::: DATA TO USE
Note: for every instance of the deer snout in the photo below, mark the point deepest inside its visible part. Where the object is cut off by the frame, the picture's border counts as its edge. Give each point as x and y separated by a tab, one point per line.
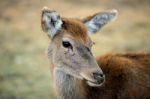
99	77
93	77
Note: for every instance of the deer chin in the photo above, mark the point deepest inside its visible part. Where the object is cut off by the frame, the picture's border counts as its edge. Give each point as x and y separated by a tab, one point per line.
93	84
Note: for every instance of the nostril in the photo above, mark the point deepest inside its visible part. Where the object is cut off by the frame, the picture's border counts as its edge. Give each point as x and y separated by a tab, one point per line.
99	77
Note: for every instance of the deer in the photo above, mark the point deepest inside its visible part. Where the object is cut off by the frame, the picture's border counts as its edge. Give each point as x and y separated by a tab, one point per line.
77	74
::::::
AIM OF THE TASK
Copy all the entries word for word. Omit any pictures.

EXERCISE RESULT
Note: for every instance of the deer snout in the photo below, mark the point deepest inside its visible part. Where the object is cut off by the frame, the picture's border counts as its edge. Give each point as x and y separated by a tab, one point per line.
99	77
93	77
Note: for every instance of the deer chin in the photo above, mark the point deepest inside its visible part. Where the object is cut off by the frame, the picture's border counts as its edge. Give each point as x and y separated by a tab, one point per line.
93	84
Note: for every instance of the nostril in the photo above, mark the point deepest inside its visible part. Where the object is cut off by the frame, the picture's border counts as its edge. Give each point as x and y separated by a tab, one point per line.
99	77
Note: for every instance of the deer in the photo above, mark the point deepest inside its visible part. Where the object is cut off by the frame, the picture's border counts as its edge. Give each point as x and y separated by a tab, one point per line.
77	74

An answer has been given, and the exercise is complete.